Text section.
-=-=-=-=-

# A determinantal inequality

The following is an exercise from the 2023 international selection at École Normale Supérieure (ENS):

Prove that for any complex numbers $$a_1, \dots, a_n$$ and positive semi-definite complex matrices $$A_1, \dots ,A_n$$ , the following inequality is satisfied: $$\det \left( \left| a_1 \right| A_{1\ } + \left| a_2 \right| A_2 + \dots + \left| a_n \right| A_n \right) \geq | \det(a_1 A_1 + \dots + a_n A_n)|$$

So far, I have tried using the Hadamard inequality on determinants but it doesn't seem to lead anywhere. Same for expanding the determinant using the permutations formula.

Since it's an exercise from ENS, it is supposed to be somehow hard and I don't know how to "start". The exercises from ENS are known to be very hard to approach since it's literally the best mathematics department of France. Any hints, please?

• Welcome to Mathematics SE. Take a tour. You'll find that simple "Here's the statement of my question, solve it for me" posts will be poorly received. What is better is for you to add context (with an edit): What you understand about the problem, what you've tried so far, etc.; something both to show you are part of the learning experience and to help us guide you to the appropriate help. You can consult this link for further guidance. May 21, 2023 at 10:51

I assume the matrices $$A_i$$ are in $$\Bbb C^{d\times d}$$. Let $$M:=a_1A_1+\cdots+a_nA_n$$ and $$N:=|a_1|A_1+\cdots+|a_n|A_n$$.

-=-=-=-=-

Brief 1. Write out the determinantal inequality text from "The following is" up to and including "Any hints, please?".
Brief 2. Summarize the determinantal inequality text in three sentences.

Data section.
-=-=-=-=-

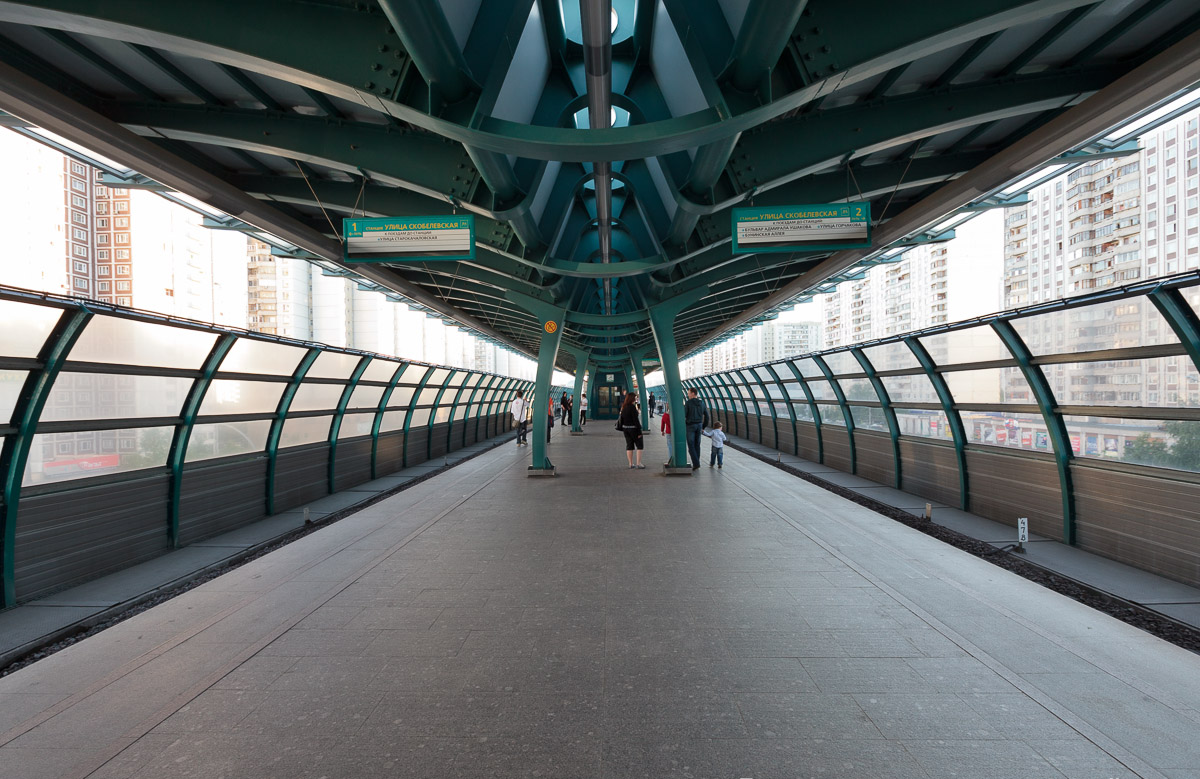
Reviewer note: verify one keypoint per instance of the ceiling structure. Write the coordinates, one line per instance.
(600, 145)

-=-=-=-=-

Full solution 1.
The following is an exercise from the 2023 international selection at École Normale Supérieure (ENS):

Prove that for any complex numbers $$a_1, \dots, a_n$$ and positive semi-definite complex matrices $$A_1, \dots ,A_n$$ , the following inequality is satisfied: $$\det \left( \left| a_1 \right| A_{1\ } + \left| a_2 \right| A_2 + \dots + \left| a_n \right| A_n \right) \geq | \det(a_1 A_1 + \dots + a_n A_n)|$$

So far, I have tried using the Hadamard inequality on determinants but it doesn't seem to lead anywhere. Same for expanding the determinant using the permutations formula.

Since it's an exercise from ENS, it is supposed to be somehow hard and I don't know how to "start". The exercises from ENS are known to be very hard to approach since it's literally the best mathematics department of France. Any hints, please?

Full solution 2. A poster presents an exercise from the 2023 international selection at École Normale Supérieure: prove that for any complex numbers $a_1, \dots, a_n$ and positive semi-definite complex matrices $A_1, \dots, A_n$, $\det(|a_1|A_1 + \dots + |a_n|A_n) \geq |\det(a_1A_1 + \dots + a_nA_n)|$. The poster has tried the Hadamard inequality and the permutation expansion of the determinant without success and asks for hints. A comment advises adding context such as what the poster understands and has tried, and a reply assumes the matrices lie in $\Bbb C^{d\times d}$ and defines $M:=a_1A_1+\cdots+a_nA_n$ and $N:=|a_1|A_1+\cdots+|a_n|A_n$.